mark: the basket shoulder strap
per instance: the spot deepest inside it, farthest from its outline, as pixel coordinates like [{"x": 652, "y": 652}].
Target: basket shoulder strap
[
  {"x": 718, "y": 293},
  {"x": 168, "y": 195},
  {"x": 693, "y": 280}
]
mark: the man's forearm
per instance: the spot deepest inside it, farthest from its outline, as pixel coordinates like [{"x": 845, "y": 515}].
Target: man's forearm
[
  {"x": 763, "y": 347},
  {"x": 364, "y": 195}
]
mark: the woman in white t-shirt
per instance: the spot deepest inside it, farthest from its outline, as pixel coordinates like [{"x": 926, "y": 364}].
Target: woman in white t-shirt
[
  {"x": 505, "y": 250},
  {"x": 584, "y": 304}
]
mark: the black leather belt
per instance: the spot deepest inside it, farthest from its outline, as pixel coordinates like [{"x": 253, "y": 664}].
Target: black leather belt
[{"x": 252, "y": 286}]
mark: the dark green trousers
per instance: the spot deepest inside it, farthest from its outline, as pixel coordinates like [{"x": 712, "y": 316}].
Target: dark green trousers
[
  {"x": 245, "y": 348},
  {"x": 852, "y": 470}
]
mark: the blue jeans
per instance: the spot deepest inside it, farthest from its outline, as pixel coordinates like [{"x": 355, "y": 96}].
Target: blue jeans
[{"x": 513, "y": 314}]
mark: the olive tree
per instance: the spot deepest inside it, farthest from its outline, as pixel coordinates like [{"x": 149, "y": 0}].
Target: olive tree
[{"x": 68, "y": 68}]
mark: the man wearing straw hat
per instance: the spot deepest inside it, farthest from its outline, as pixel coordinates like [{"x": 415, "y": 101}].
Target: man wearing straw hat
= = = = =
**What you have to do:** Using the entries above, work out the number of lines that hold the word "wearing" and write it with no other words.

**Completed task:** 2